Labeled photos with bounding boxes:
○ ○ ○

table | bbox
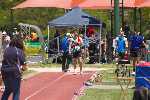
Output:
[116,77,134,100]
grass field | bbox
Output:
[79,89,133,100]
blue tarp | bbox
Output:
[48,8,102,27]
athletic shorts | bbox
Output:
[130,49,140,57]
[73,51,81,58]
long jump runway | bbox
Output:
[0,71,94,100]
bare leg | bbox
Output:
[78,57,83,74]
[73,58,77,73]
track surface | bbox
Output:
[0,71,94,100]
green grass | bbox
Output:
[79,89,133,100]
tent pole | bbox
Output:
[84,25,86,37]
[47,25,49,49]
[133,7,137,31]
[99,24,102,63]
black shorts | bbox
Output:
[73,51,81,58]
[130,49,140,57]
[118,52,125,59]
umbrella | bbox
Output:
[12,0,84,9]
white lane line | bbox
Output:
[72,72,97,100]
[25,74,66,100]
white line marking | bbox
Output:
[72,72,97,100]
[25,74,66,100]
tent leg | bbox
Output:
[139,9,142,33]
[10,9,14,33]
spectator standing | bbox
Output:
[1,38,26,100]
[61,33,70,72]
[129,32,146,74]
[115,30,128,59]
[72,31,83,74]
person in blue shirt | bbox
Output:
[61,33,70,72]
[129,32,146,73]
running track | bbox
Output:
[0,72,94,100]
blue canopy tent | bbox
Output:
[48,8,102,27]
[48,8,103,63]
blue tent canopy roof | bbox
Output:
[48,8,102,27]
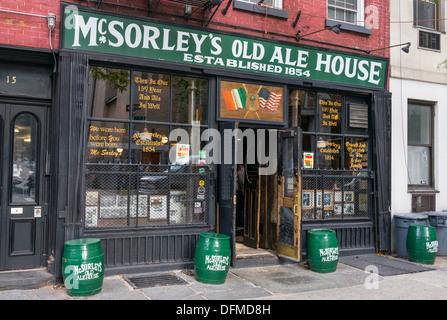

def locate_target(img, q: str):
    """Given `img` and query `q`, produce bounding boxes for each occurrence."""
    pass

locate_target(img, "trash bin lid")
[425,211,447,217]
[394,212,428,220]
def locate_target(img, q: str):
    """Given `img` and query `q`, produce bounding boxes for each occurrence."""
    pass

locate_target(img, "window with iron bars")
[84,66,209,229]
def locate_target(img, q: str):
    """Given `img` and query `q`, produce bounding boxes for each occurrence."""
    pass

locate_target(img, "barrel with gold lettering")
[194,232,231,284]
[62,238,104,296]
[406,224,438,264]
[307,229,338,273]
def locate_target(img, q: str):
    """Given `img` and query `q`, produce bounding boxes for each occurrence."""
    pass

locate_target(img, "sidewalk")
[0,256,447,300]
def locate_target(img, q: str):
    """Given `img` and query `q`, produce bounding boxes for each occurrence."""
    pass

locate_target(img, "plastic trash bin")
[425,211,447,256]
[393,213,430,257]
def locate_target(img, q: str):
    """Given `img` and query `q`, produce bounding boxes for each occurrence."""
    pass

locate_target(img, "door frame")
[0,99,51,270]
[276,127,301,261]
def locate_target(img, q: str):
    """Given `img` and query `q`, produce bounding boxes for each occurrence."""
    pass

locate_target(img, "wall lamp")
[295,23,341,41]
[47,13,56,30]
[368,42,411,53]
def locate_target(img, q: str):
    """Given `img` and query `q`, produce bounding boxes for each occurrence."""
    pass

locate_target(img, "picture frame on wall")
[301,190,314,210]
[85,206,98,227]
[149,195,168,220]
[316,190,334,210]
[217,80,287,124]
[343,191,354,202]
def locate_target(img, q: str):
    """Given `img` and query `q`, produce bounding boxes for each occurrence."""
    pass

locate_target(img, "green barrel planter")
[407,224,438,264]
[307,229,339,273]
[194,232,231,284]
[62,238,104,296]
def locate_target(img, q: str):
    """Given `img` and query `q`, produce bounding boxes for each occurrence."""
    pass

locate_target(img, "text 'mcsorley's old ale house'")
[0,0,390,277]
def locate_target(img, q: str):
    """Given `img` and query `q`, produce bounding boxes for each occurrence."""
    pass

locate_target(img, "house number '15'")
[6,76,17,84]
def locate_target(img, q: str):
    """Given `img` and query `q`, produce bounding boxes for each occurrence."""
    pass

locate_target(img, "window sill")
[325,19,371,36]
[233,0,289,19]
[408,187,439,194]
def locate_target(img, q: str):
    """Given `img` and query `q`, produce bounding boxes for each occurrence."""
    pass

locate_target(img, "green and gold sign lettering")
[63,7,387,88]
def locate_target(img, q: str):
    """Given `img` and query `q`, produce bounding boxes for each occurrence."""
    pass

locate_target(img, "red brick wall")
[0,0,389,57]
[0,0,60,49]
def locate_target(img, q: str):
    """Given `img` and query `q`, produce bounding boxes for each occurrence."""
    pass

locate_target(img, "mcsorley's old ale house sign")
[63,7,386,88]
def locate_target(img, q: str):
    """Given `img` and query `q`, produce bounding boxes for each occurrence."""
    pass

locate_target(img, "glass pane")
[408,104,431,144]
[317,136,342,169]
[172,76,208,124]
[318,93,342,133]
[282,138,294,198]
[170,126,208,165]
[132,124,170,164]
[327,7,335,19]
[88,67,130,119]
[132,72,170,122]
[408,146,431,185]
[345,138,368,170]
[416,0,436,29]
[87,121,129,163]
[11,113,38,202]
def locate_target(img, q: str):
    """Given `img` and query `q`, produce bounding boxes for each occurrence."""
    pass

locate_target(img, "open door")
[218,122,238,266]
[277,127,301,261]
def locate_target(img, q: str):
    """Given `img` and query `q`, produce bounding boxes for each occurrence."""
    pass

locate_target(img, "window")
[11,113,39,203]
[233,0,289,19]
[85,66,210,229]
[414,0,439,30]
[408,103,433,187]
[289,90,374,221]
[327,0,364,26]
[239,0,282,9]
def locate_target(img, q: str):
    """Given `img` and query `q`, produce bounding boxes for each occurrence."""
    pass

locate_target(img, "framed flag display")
[218,80,284,123]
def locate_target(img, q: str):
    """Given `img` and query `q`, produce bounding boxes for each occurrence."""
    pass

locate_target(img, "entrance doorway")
[0,103,48,270]
[218,122,301,266]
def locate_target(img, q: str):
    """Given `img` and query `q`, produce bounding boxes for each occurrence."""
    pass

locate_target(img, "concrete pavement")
[0,256,447,301]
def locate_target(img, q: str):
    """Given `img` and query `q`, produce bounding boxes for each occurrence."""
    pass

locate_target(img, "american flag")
[259,88,282,111]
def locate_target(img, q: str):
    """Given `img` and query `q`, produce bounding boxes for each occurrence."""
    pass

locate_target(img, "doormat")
[339,254,435,277]
[123,273,188,289]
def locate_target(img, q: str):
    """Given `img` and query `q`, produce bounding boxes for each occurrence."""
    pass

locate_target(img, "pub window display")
[289,90,372,220]
[85,66,208,228]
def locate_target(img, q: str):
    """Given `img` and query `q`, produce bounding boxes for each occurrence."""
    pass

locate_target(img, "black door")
[0,103,47,270]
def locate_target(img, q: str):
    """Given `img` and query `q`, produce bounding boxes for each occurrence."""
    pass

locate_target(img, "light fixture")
[185,4,192,20]
[317,137,326,149]
[292,10,301,29]
[47,13,56,30]
[222,0,233,15]
[140,127,152,141]
[367,42,411,53]
[295,23,341,41]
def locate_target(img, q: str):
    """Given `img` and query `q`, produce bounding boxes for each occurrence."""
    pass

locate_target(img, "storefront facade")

○ ○ ○

Task details: Rename "locate_target" to "find_objects" everywhere in the data above, and give the data again with nothing else changed. Leave the pictures out.

Output for this task:
table | bbox
Output:
[116,77,134,100]
grass field | bbox
Output:
[79,89,133,100]
blue tarp | bbox
Output:
[48,8,102,27]
athletic shorts | bbox
Output:
[130,49,140,57]
[73,51,81,58]
long jump runway | bbox
Output:
[0,71,94,100]
bare leg | bbox
Output:
[78,57,83,74]
[73,58,77,73]
track surface | bbox
Output:
[0,71,94,100]
green grass | bbox
Output:
[79,89,133,100]
tent pole | bbox
Output:
[84,25,86,37]
[47,25,49,49]
[133,7,137,31]
[99,24,102,63]
black shorts | bbox
Output:
[73,51,81,58]
[130,49,140,57]
[118,52,125,59]
umbrella | bbox
Output:
[12,0,84,9]
white lane line | bbox
Output:
[72,72,97,100]
[25,74,66,100]
white line marking | bbox
Output:
[72,72,97,100]
[25,74,66,100]
tent leg | bbox
Output:
[139,9,142,33]
[10,9,14,33]
spectator standing | bbox
Output:
[1,38,26,100]
[61,33,70,72]
[129,32,146,74]
[115,30,128,59]
[72,31,83,74]
person in blue shirt | bbox
Output:
[61,33,70,72]
[129,32,146,73]
running track | bbox
Output:
[0,72,94,100]
blue canopy tent | bbox
Output:
[48,8,102,27]
[48,8,103,63]
blue tent canopy roof | bbox
Output:
[48,8,102,27]

def find_objects(img, q: str):
    """Given `img` and query `q`, produce bounding boxes for each occurrence."""
    pass

find_objects(img, "trash bin lid")
[425,211,447,217]
[394,212,428,220]
def find_objects(img, q: str):
    """Given `img` and query `q`, produce bounding boxes for each occurrence."""
    pass

find_objects(img, "window with iron bars")
[84,66,209,229]
def find_objects(img, q: str):
    """Given `img` and query `q`, produce bounding boxes for each occurrence."""
    pass

find_objects(img, "barrel with gold lettering")
[194,232,231,284]
[62,238,104,296]
[406,224,438,264]
[307,229,338,273]
def find_objects(img, q: str):
    """Given `img` and query `q`, produce bounding boxes for each occurrence."""
    pass

find_objects(img, "sidewalk")
[0,256,447,300]
def find_objects(img, q: str):
    """Given `img` and query `q`, produce bounding boxes for each occurrence."""
    pass

find_objects(img, "plastic trash bin")
[425,211,447,256]
[393,213,430,257]
def find_objects(img, q: str):
    """Given `img` and query `q`, produce bounding boxes for each occurrence."""
    pass

find_objects(img, "door frame")
[0,99,51,270]
[276,127,301,261]
def find_objects(img, q: str):
    """Given `img` and query `q`, produce bounding boxes for each occurrence."""
    pass

find_objects(img, "wall lamp")
[295,23,341,41]
[47,13,56,30]
[368,42,411,53]
def find_objects(img, q: str):
    """Given `img` and query `q`, produce bounding boxes for each occurrence."""
    pass

find_objects(img, "picture frame on wall")
[301,190,314,210]
[85,206,98,227]
[149,195,168,220]
[316,190,334,210]
[217,80,287,124]
[343,191,354,202]
def find_objects(img, q: str):
    """Given `img` and query `q`, produce bounding boxes for each occurrence."""
    pass

find_objects(img, "green barrel planter")
[407,224,438,264]
[307,229,339,273]
[194,232,231,284]
[62,238,104,296]
def find_objects(img, q: str):
    """Given `img` and query `q`, produce bounding boxes for each occurrence."""
    pass

find_objects(img, "text 'mcsorley's old ale house'")
[0,0,390,277]
def find_objects(img, q: str):
    """Given `img` and query `q`, produce bounding boxes for each occurrence."""
    pass

find_objects(img, "house number '15'")
[6,76,17,84]
def find_objects(img, q: str):
    """Given `img` and query `q`, produce bounding boxes for each occurrence."""
    pass

find_objects(img, "window sill")
[325,19,371,36]
[233,0,289,19]
[408,187,439,194]
def find_objects(img, q: str):
    """Given `img` and query `q`, produce bounding boxes for each occurrence."""
    pass

find_objects(img, "green and gold sign lettering")
[63,7,387,88]
def find_objects(img, q: str):
    """Given `img` and query `q`, produce bounding boxes for each occurrence."""
    pass

find_objects(img, "red brick wall")
[0,0,389,57]
[0,0,60,49]
def find_objects(img, q: str):
    """Given `img` and query `q`, produce bounding boxes for each occurrence."""
    pass

find_objects(img, "mcsorley's old ale house sign")
[63,7,386,88]
def find_objects(img, q: str):
    """Given `img` and query `q`, produce bounding boxes for each occurrence."""
    pass

find_objects(img, "glass pane")
[408,104,431,144]
[317,136,342,169]
[172,76,208,124]
[318,93,342,133]
[282,138,294,198]
[170,126,208,165]
[132,124,170,164]
[327,7,335,19]
[88,67,130,119]
[132,72,170,122]
[408,146,431,185]
[345,138,368,170]
[416,0,436,29]
[87,121,129,163]
[11,113,38,202]
def find_objects(img, q: str):
    """Given `img` and query `q`, produce bounding boxes for each occurrence."""
    pass

find_objects(img, "open door")
[218,122,238,266]
[277,127,301,261]
def find_objects(img, q: str):
    """Given `img` and query `q`, produce bounding boxes for each occurrence."""
    pass

find_objects(img, "window")
[11,113,39,203]
[233,0,289,19]
[85,66,210,229]
[414,0,439,30]
[408,103,433,187]
[289,90,374,221]
[327,0,364,26]
[239,0,282,9]
def find_objects(img, q: str):
    """Given `img` and query `q`, produce bounding boxes for each occurrence."""
    pass

find_objects(img, "framed flag display")
[218,80,284,123]
def find_objects(img, q: str):
    """Given `img` and query `q`, produce bounding boxes for each occurrence."""
    pass

find_objects(img, "entrance doorway")
[0,103,48,270]
[218,122,301,266]
def find_objects(img, q: str):
    """Given `img` and query `q`, produce bounding boxes for each occurrence."""
    pass

find_objects(img, "concrete pavement")
[0,256,447,301]
def find_objects(img, q: str):
    """Given `img` and query `q`, produce bounding boxes for each occurrence."""
    pass

find_objects(img, "american flag")
[259,88,282,111]
def find_objects(img, q: str):
    """Given `img` and query `q`, produce bounding boxes for each occurrence."""
    pass

find_objects(img, "doormat")
[339,254,435,277]
[123,273,188,289]
def find_objects(img, q: str):
    """Given `img` and query `q`, produce bounding boxes for each occurrence."""
    pass

find_objects(img, "pub window display")
[289,90,372,220]
[85,66,208,228]
def find_objects(img, q: str):
    """Given `img` and query `q`, produce bounding boxes for each occurrence."""
    pass

find_objects(img, "black door")
[0,103,47,270]
def find_objects(img, q: str):
    """Given `img` and query `q`, produce bounding boxes for each occurrence."""
    pass

find_objects(img, "light fixture")
[185,4,192,20]
[317,137,326,149]
[292,10,301,29]
[47,13,56,30]
[222,0,233,15]
[140,127,152,141]
[367,42,411,53]
[295,23,341,41]
def find_objects(img, q: str):
    """Given `img` and query `q`, produce bounding boxes for each occurrence."""
    pass

find_objects(img, "storefront facade")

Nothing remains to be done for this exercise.